━━━ TESTO DI LETTURA ━━━

Per raggiungere questo obiettivo, il cit. documento invita il PE ed il Consiglio a: fa) dare priorità alle iniziative semplificatrici o migliorative della legislazione vigente secondo quanto indicato dal REFIT; fb) effettuare una valutazione d’impatto di tutti gli emendamenti sostanziali che esse istituzioni vorranno proporre nel corso del procedimento legislativo; fc) concordare sul fatto che la legislazione dev’essere chiara e comprensibile in ogni suo aspetto; fd) convenire che ogni istituzione può chiedere ad un gruppo indipendente di valutare i predetti fattori a seguito di qualunque emendamento sostanziale; fe) concordare sul fatto che la legislazione vigente dovrebbe essere oggetto di un’attenta valutazione prima di procedere ad emendamenti, abrogazioni o, comunque, nuove iniziative; ff) includere sistematicamente in ogni nuovo atto disposizioni che ne consentano il monitoraggio e la valutazione; fg) esortare gli Stati membri a recepire il diritto Ue senza l’applicazione ingiustificata della clausola “gold plating”; se uno Stato membro intende applicare questa clausola, deve motivarla debitamente; fh) convenire su una nuova intesa comune sugli atti delegati. Ciò dovrebbe comportare l’indicazione chiara dei criteri di distinzione tra atti delegati e atti d’esecuzione; fi) impegnarsi a redigere testi normativi di qualità migliore affinché la legislazione Ue sia corretta, comprensibile, chiara e coerente; fl) promuovere le rifusioni degli atti legislativi e, da ultimo, fm) garantire la massima accessibilità possibile al diritto Ue.
g) Aggiornare il corpus normativo dell’Ue. Col tempo anche la legislazione più moderna può rivelarsi obsoleta; questo rischio devessere evitato attraverso una continua riconsiderazione ed eventuale modifica della regolamentazione vigente.
h) Dare piena attuazione al Programma REFIT. A tale proposito, la Commissione ritiene opportuno rafforzare tale programma affinché diventi mirato, quantitativo, inclusivo e incorporato nel processo decisionale politico. I risultati dell’attività di REFIT devono essere utilizzati per definire le proposte legislative future.
i) Attivazione di nuove iniziative volte alla riduzione degli oneri. Tra le materie sulle quali la Commissione è già intervenuta o sta intervenendo rientrano gli appalti pubblici, le statistiche sulle imprese e, infine, la legislazione sulle sostanze chimiche.
l) Abrogazione della legislazione obsoleta. Alcune azioni sono già state integralmente realizzate. Altre sono in via di conclusione (si pensi alle verifiche relative al Regolamento n. 178/2002 in tema di sicurezza alimentare).
m) Migliorare l’attuazione del diritto Ue. Le misure da adottare possono consistere nel riesame delle prescrizioni in materia di relazioni per verificare come gli oneri connessi possono essere ridotti; la cooperazione tra Stati membri per individuare le metodologie migliori e più efficaci per garantire il rispetto del diritto Ue; la conclusione dei lavori aventi ad oggetto le banche dati; il monitoraggio della corretta implementazione delle direttive all’interno degli ordinamenti giuridici nazionali.

━━━ VOCI FORNITE ━━━

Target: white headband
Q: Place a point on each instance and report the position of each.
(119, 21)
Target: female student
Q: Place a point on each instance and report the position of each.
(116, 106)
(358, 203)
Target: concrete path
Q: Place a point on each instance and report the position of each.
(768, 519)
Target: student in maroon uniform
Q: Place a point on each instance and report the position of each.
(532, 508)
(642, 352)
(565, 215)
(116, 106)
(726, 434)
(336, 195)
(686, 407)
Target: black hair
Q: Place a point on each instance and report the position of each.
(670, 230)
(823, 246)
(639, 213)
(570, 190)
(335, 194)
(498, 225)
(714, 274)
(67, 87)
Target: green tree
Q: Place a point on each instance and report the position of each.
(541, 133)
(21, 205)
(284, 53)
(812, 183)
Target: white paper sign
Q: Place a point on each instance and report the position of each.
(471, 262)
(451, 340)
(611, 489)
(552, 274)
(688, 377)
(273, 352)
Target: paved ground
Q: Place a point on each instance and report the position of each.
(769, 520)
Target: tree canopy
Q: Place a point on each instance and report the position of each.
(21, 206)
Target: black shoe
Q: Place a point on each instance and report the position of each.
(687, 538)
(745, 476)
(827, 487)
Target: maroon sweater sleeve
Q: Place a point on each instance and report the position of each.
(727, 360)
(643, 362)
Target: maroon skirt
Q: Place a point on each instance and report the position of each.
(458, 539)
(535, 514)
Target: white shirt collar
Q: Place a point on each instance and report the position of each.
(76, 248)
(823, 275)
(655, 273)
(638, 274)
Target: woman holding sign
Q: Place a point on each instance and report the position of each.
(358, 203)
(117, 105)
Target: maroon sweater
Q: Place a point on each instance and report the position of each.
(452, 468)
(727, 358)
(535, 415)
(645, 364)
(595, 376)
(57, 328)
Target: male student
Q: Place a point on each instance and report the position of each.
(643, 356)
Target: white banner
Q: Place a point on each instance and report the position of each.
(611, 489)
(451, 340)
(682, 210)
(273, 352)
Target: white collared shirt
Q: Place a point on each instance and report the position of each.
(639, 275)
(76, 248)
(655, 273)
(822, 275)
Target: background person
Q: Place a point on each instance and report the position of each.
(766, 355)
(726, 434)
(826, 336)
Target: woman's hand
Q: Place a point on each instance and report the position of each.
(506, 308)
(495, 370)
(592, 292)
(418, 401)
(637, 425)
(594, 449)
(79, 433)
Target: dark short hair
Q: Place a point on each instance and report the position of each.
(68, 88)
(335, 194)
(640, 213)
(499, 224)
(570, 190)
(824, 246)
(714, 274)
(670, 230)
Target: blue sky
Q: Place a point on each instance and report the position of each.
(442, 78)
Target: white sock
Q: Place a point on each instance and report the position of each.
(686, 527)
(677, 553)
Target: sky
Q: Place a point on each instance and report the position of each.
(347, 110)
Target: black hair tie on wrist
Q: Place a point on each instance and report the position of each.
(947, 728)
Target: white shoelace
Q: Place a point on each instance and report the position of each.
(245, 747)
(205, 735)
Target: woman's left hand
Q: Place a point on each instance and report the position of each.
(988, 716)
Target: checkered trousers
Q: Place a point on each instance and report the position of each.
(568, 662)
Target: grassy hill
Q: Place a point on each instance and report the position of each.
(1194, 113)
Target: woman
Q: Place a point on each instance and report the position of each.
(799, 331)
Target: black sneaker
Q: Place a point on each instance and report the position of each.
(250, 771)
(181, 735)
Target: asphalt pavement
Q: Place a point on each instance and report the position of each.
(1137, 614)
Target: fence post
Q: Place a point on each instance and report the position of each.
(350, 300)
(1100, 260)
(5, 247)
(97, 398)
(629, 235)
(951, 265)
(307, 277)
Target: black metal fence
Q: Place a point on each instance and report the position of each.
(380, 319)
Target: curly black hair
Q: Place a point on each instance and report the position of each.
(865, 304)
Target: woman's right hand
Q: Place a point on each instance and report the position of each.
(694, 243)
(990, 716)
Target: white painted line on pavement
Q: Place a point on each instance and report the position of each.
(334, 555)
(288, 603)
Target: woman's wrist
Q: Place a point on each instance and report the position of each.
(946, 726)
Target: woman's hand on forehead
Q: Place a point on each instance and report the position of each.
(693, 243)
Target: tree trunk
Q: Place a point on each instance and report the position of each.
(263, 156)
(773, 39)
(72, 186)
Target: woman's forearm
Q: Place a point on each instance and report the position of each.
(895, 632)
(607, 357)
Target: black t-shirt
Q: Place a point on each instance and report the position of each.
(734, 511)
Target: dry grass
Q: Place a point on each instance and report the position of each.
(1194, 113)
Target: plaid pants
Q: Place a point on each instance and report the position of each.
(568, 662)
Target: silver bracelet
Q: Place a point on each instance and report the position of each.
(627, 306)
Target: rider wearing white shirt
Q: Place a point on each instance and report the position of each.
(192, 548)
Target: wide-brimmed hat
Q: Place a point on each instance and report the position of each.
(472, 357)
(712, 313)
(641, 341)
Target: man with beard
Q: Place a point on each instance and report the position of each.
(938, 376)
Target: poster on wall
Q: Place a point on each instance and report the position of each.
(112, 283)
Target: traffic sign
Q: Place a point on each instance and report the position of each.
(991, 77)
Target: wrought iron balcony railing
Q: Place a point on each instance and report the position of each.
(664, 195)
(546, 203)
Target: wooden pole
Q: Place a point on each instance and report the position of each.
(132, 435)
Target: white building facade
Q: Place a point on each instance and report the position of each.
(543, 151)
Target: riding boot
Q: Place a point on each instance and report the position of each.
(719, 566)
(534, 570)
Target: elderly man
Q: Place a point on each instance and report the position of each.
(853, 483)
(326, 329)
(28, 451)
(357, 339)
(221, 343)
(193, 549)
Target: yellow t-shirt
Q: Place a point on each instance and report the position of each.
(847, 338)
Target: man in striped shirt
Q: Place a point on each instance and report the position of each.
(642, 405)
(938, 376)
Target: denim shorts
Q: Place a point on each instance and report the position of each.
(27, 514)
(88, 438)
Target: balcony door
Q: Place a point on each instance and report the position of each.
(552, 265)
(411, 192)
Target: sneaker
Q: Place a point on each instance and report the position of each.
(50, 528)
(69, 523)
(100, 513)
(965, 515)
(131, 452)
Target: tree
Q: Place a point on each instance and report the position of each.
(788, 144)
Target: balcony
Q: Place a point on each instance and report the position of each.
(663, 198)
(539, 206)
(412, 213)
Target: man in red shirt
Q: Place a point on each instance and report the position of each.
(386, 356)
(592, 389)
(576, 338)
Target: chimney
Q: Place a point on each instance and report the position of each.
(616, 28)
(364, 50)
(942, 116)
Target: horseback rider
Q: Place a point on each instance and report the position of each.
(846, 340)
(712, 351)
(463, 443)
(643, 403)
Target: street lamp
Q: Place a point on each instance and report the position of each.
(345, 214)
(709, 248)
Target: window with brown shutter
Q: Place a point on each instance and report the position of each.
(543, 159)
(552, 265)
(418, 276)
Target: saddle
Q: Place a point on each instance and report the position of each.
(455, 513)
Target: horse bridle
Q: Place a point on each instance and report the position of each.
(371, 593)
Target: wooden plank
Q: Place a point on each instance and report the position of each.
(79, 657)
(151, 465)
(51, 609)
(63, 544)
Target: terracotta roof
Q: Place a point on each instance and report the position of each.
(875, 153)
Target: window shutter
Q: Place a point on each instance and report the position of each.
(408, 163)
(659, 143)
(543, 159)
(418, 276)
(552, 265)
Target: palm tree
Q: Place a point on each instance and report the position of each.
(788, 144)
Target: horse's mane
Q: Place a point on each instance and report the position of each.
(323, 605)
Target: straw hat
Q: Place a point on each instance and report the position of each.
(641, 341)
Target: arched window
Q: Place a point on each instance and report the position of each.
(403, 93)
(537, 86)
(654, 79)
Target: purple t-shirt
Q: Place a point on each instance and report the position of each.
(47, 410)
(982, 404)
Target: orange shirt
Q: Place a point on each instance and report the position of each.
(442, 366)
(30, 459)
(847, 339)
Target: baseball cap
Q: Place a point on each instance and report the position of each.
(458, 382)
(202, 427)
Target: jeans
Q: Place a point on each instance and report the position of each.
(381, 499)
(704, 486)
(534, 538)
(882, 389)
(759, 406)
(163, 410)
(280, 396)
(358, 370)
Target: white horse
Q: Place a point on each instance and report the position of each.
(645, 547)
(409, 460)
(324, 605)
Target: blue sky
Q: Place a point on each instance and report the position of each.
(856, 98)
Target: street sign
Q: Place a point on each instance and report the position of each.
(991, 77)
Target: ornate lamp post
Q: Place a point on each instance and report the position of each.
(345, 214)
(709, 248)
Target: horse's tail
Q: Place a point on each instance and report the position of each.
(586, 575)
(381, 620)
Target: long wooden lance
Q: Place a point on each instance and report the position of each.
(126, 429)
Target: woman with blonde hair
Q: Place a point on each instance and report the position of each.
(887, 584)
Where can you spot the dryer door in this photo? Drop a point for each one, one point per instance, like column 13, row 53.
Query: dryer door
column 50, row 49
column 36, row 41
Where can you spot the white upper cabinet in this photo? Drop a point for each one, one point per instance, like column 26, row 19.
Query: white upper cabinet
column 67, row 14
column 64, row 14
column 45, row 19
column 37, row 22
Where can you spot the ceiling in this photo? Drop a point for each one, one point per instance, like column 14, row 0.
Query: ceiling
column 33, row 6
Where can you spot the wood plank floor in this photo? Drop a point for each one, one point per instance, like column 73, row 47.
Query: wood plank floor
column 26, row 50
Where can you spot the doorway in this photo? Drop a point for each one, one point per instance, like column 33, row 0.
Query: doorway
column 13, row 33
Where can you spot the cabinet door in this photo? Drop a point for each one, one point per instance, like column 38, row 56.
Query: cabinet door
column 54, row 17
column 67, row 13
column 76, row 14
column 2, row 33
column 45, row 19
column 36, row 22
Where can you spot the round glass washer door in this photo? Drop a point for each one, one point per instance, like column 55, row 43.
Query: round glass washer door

━━━

[ESERCIZIO ASSEGNATO 1]
Riproduci fedelmente il brano del testo sulla legislazione Ue che va da "l) Abrogazione della" fino a "ordinamenti giuridici nazionali.".
[ESERCIZIO ASSEGNATO 2]
Nell'elenco, riscrivi le righe da quella che contiene "Target: horse's tail" fino a quella che contiene "column 37, row 22", sostituendo "white upper cabinet" con "white wall cabinet" senza modificare nient'altro.
L'elenco non ha alcun legame con il testo sulla legislazione Ue.

[RISULTATO 1]
l) Abrogazione della legislazione obsoleta. Alcune azioni sono già state integralmente realizzate. Altre sono in via di conclusione (si pensi alle verifiche relative al Regolamento n. 178/2002 in tema di sicurezza alimentare).
m) Migliorare l’attuazione del diritto Ue. Le misure da adottare possono consistere nel riesame delle prescrizioni in materia di relazioni per verificare come gli oneri connessi possono essere ridotti; la cooperazione tra Stati membri per individuare le metodologie migliori e più efficaci per garantire il rispetto del diritto Ue; la conclusione dei lavori aventi ad oggetto le banche dati; il monitoraggio della corretta implementazione delle direttive all’interno degli ordinamenti giuridici nazionali.

[RISULTATO 2]
Target: horse's tail
Q: Place a point on each instance and report the position of each.
(586, 575)
(381, 620)
Target: long wooden lance
Q: Place a point on each instance and report the position of each.
(126, 429)
Target: woman with blonde hair
Q: Place a point on each instance and report the position of each.
(887, 584)
Where can you spot the dryer door in this photo? Drop a point for each one, one point per instance, like column 13, row 53.
Query: dryer door
column 50, row 49
column 36, row 41
Where can you spot the white wall cabinet in this photo? Drop a point for each one, one point per instance, like column 26, row 19.
Query: white wall cabinet
column 67, row 14
column 64, row 14
column 45, row 19
column 37, row 22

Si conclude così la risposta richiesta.